READING TEXT
········

SECOND DIVISION

[G.R. No. 133507. February 17, 2000]

EUDOSIA DAEZ AND/OR HER HEIRS, REP. BY ADRIANO D. DAEZ, petitioners, vs. THE HON. COURT OF APPEALS MACARIO SORIENTES, APOLONIO MEDIANA, ROGELIO MACATULAD and MANUEL UMALI, respondents. Korte

D E C I S I O N

DE LEON, JR., J.:

Before us is a petition for review on certiorari of the Decision1 [Penned by Associate Justice Delilah Vidallon-Magtolis and concurred in by Associate Justices Salome A. Montoya and Rodrigo V. Cosico, Rollo, pp. 42-50.] of the Court of Appeals2 [Eighth Division.] dated January 28, 1998 which denied the application of petitioner heirs of Eudosia Daez for the retention of a 4.1685-hectare riceland pursuant to Republic Act (R.A.) No. 6657, otherwise known as the Comprehensive Agrarian Reform Law3 [R.A. No. 6657 took effect on June 15, 1988.], thereby reversing the Decision4 [In O.P. Case No. 6072, dated July 5, 1996, Rollo, pp. 87-91.] of then Executive Secretary Ruben D. Torres and the Order5 [Dated October 23, 1996, Rollo, pp. 270-271.] of then Deputy Executive Secretary Renato C. Corona, both of which had earlier set aside the Resolution6 [Dated August 26, 1994, Court of Appeals (CA), Rollo, pp. 80-85.] and Order7 [Dated January 19, 1995, C.A. Rollo, pp. 86-87.] of then Department of Agrarian Reform (DAR) Secretary Ernesto D. Garilao denying exemption of the same riceland from coverage under Presidential Decree (P.D.) No. 27.

········

ACTIONS TO TAKE
(A) In the court decision above, condense the paragraph beginning "Before us is a petition" into a short bulleted list that keeps its main facts.
(B) Pick up the court decision on the Daez riceland after its last sentence and write the next part of it.

DATA SUPPLIED
········

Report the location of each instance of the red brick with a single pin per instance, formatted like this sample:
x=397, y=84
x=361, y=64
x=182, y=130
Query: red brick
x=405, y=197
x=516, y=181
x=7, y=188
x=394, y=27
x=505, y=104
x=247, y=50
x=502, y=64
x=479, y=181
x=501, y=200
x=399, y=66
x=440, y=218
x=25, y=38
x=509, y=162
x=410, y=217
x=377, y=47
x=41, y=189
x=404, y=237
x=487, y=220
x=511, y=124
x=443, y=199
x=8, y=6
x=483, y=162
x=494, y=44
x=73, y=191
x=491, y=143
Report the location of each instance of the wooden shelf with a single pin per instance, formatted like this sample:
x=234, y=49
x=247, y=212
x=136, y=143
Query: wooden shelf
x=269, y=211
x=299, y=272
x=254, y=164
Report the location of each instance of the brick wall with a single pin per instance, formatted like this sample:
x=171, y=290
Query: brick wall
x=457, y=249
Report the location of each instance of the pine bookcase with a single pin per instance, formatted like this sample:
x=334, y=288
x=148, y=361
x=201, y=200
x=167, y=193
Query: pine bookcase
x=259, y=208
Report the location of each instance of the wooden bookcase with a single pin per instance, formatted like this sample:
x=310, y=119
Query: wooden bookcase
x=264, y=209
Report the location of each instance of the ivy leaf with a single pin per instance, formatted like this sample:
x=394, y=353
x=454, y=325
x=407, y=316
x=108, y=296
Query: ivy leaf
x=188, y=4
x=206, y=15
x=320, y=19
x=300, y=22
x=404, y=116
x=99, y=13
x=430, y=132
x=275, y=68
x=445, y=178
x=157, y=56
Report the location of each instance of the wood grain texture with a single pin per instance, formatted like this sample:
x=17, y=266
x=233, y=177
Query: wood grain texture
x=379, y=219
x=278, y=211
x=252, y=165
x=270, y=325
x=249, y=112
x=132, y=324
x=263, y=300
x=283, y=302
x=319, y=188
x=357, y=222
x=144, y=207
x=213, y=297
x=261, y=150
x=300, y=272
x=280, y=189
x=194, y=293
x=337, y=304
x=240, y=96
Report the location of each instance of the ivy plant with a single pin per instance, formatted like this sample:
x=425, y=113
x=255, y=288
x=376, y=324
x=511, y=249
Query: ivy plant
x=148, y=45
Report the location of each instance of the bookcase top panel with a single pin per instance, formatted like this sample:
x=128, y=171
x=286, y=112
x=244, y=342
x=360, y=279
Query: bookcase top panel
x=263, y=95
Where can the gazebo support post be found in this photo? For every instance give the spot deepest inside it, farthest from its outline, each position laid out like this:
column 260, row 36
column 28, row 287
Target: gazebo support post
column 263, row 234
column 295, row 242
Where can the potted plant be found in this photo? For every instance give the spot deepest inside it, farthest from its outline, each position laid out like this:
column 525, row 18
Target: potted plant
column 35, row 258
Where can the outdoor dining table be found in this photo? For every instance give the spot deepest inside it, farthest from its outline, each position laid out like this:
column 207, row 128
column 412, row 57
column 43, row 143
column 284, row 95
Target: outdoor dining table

········

THE RESULTS
(A)
- The case is a petition for review on certiorari of a Court of Appeals decision dated January 28, 1998.
- That decision denied the application of the heirs of Eudosia Daez to keep a 4.1685-hectare riceland under R.A. No. 6657, the Comprehensive Agrarian Reform Law.
- In doing so, the Court of Appeals reversed a decision by then Executive Secretary Ruben D. Torres and an order by then Deputy Executive Secretary Renato C. Corona.
- Those two rulings had set aside a resolution and an order of then DAR Secretary Ernesto D. Garilao.
- Garilao's resolution and order had denied exemption of the same riceland from coverage under P.D. No. 27.

(B)
The pertinent facts are:

Eudosia Daez, now deceased, was the owner of a 4.1685-hectare riceland in Barangay Lawa, Meycauayan, Bulacan which was being cultivated by respondents Macario Soriente, Rogelio Macatulad, Apolonio Mediana and Manuel Umali under a system of share-tenancy. The said land was subjected to the Operation Land Transfer (OLT) Program under Presidential Decree (P.D.) No. 278 [Promulgated by then President Ferdinand E. Marcos on October 21, 1972, entitled, "Decreeing the emancipation of tenants from the bondage of the soil, transferring to them the ownership of the land they till and providing the instruments and mechanism therefor."] as amended by Letter of Instruction (LOI) No. 4749 [Issued on October 21, 1976.]. Thus, the then Ministry of Agrarian Reform acquired the subject land and issued Certificates of Land Transfer (CLT) on December 9, 1980 to private respondents as beneficiaries.

However, on May 31, 1981, private respondents signed an affidavit, allegedly under duress, stating that they are not share tenants but hired laborers10 [Annex "B" of Respondents’ Memoramdum, Rollo, p. 179.]. Armed with such document, Eudosia Daez applied for the exemption of said riceland from coverage of P.D. No. 27 due to non-tenancy as well as for the cancellation of the CLTs issued to private respondents.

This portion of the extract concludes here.